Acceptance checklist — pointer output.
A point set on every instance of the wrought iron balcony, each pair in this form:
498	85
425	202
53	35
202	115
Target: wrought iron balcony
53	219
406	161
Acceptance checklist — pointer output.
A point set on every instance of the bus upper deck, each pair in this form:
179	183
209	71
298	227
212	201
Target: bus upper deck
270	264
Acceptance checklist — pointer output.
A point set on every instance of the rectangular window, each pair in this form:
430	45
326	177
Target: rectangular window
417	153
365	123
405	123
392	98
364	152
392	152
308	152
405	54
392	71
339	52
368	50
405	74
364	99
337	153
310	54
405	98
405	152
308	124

--------------------------------------------------

▶ WORK REQUIRED
A single figure is the whole answer: the number of lines in the listing that contain the word "form".

▶ RESULT BELOW
3